(Set task 1) Name every Chinese patent number cited in the PTFE patent passage.
(Set task 2) Return the part of the PTFE patent passage from "Chinese patent CN102086243A" up to and including "which has better hydrophilicity.".
(Set task 3)
Does the PTFE patent passage support each statement below? Answer yes or no for each, and quote the words that decide it.
(a) In CN102977276A, PTFE micro powder is irradiated with electron beams or cobalt sources.
(b) The emulsion polymerization in CN102086243A takes place in a low-pressure vessel.
(c) The prior art is described as suitable for large-scale production.

(Text provided)
========================================================================

Chinese patent CN101223231A discloses an aqueous PTFE dispersion containing a plurality of specific fluorine-containing carboxylic acid salts (APFO), which improves the friction stability of PTFE to provide a good aqueous dispersion, thereby preventing thickening and cracking of the coating film, and a method for producing the same.
Chinese patent CN102086243A discloses a method for preparing a high-gloss polytetrafluoroethylene dispersion concentrate, which comprises the steps of adding deionized water, an initiator, a dispersant, a stabilizer and a polymerization monomer into a high-pressure reaction kettle to carry out emulsion polymerization reaction to obtain a modified polytetrafluoroethylene polymerization solution, and carrying out post-treatment concentration to obtain a polytetrafluoroethylene dispersion concentrate which has better hydrophilicity.
Chinese patent CN102977276A discloses a water-based polytetrafluoroethylene material, a preparation method and application thereof, in the method, electron beams or cobalt sources are utilized to irradiate PTFE micro powder, then the PTFE micro powder and acrylic acid are subjected to grafting reaction, and water dispersion of a grafting product is obtained through post-treatment, wherein the polytetrafluoroethylene material in the dispersion has better hydrophilicity.
Chinese patent CN107266631A discloses a preparation method of a modified polytetrafluoroethylene micropowder material, which comprises the step of carrying out grafting reaction on polytetrafluoroethylene micropowder in a mixed solution of monomer acrylic acid, 2-acrylamide-2-methylpropanesulfonic Acid (AMPS), fluorocarbon surfactant and water to prepare modified PTFE micropowder with high grafting rate, wherein the modified PTFE micropowder also has good hydrophilicity.
Although the prior art achieves the purpose of improving the hydrophilicity of the PTFE micro powder material or the dispersibility of the PTFE micro powder material in water, the PTFE dispersion liquid or the modified PTFE micro powder has the defects of low monomer grafting rate, single grafting monomer raw material, need of activating treatment on the PTFE micro powder, complex subsequent treatment process, poor hydrophilicity of PTFE products, incapability of large-scale production and the like, and the large-scale production and application of the PTFE micro powder in the water-based paint are seriously limited.

========================================================================

(Data lines)
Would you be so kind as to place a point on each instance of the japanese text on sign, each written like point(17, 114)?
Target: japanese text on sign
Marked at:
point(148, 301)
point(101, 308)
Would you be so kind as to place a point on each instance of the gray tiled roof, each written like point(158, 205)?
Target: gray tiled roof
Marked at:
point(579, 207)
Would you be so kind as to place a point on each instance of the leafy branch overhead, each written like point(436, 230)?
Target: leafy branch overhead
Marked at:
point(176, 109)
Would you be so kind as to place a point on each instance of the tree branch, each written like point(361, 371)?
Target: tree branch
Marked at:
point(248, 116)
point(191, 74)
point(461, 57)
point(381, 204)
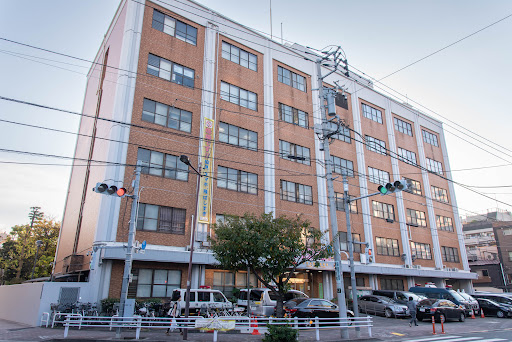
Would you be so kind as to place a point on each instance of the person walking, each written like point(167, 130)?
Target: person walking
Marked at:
point(411, 305)
point(175, 312)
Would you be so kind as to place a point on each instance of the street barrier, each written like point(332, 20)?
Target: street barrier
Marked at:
point(243, 324)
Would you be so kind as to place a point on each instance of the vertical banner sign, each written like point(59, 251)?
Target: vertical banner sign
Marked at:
point(205, 187)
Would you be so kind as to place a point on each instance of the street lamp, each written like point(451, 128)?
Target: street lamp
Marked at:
point(39, 243)
point(184, 159)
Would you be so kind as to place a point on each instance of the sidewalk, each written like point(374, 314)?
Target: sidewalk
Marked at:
point(10, 331)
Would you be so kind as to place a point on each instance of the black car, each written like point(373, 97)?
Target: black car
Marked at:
point(313, 307)
point(440, 309)
point(492, 308)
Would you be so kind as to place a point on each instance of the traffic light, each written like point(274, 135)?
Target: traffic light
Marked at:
point(111, 190)
point(390, 188)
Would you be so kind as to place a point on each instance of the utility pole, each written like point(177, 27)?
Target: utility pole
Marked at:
point(326, 132)
point(129, 248)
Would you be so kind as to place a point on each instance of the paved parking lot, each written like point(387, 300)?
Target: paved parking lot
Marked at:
point(384, 329)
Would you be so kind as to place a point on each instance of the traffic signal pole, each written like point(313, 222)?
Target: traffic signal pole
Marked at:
point(340, 290)
point(129, 248)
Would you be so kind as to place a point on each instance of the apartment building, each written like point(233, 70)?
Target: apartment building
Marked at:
point(176, 78)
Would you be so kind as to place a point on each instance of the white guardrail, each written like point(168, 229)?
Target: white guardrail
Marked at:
point(248, 325)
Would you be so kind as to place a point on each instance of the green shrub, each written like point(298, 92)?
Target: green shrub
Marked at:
point(280, 333)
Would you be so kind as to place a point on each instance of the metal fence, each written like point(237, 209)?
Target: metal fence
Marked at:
point(244, 324)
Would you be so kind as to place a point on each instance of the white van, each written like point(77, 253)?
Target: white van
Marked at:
point(263, 301)
point(213, 299)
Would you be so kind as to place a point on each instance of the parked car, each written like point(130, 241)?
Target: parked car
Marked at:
point(263, 300)
point(495, 297)
point(401, 297)
point(472, 301)
point(445, 293)
point(492, 308)
point(202, 298)
point(440, 309)
point(382, 305)
point(313, 307)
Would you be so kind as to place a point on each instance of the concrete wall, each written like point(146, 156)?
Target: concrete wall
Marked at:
point(25, 303)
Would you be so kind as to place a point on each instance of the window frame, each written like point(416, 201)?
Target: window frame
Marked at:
point(239, 183)
point(230, 136)
point(371, 113)
point(297, 197)
point(174, 76)
point(226, 95)
point(372, 143)
point(402, 126)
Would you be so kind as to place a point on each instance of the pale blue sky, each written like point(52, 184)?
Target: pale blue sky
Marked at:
point(466, 83)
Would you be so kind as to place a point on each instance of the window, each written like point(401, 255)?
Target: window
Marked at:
point(372, 113)
point(343, 135)
point(415, 187)
point(340, 204)
point(421, 250)
point(403, 126)
point(375, 145)
point(378, 176)
point(293, 115)
point(434, 166)
point(439, 194)
point(295, 192)
point(290, 78)
point(239, 56)
point(343, 241)
point(170, 71)
point(161, 219)
point(339, 164)
point(149, 283)
point(387, 246)
point(239, 96)
point(238, 136)
point(383, 210)
point(407, 156)
point(444, 223)
point(416, 218)
point(224, 282)
point(294, 152)
point(237, 180)
point(161, 164)
point(430, 138)
point(341, 100)
point(450, 254)
point(391, 284)
point(163, 115)
point(174, 27)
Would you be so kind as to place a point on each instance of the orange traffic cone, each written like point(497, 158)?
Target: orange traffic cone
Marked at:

========================================================================

(Complete output 1) CN101223231A, CN102086243A, CN102977276A, CN107266631A

(Complete output 2)
Chinese patent CN102086243A discloses a method for preparing a high-gloss polytetrafluoroethylene dispersion concentrate, which comprises the steps of adding deionized water, an initiator, a dispersant, a stabilizer and a polymerization monomer into a high-pressure reaction kettle to carry out emulsion polymerization reaction to obtain a modified polytetrafluoroethylene polymerization solution, and carrying out post-treatment concentration to obtain a polytetrafluoroethylene dispersion concentrate which has better hydrophilicity.

(Complete output 3)
(a) Yes: "electron beams or cobalt sources are utilized to irradiate PTFE micro powder"
(b) No: "into a high-pressure reaction kettle to carry out emulsion polymerization reaction"
(c) No: "incapability of large-scale production"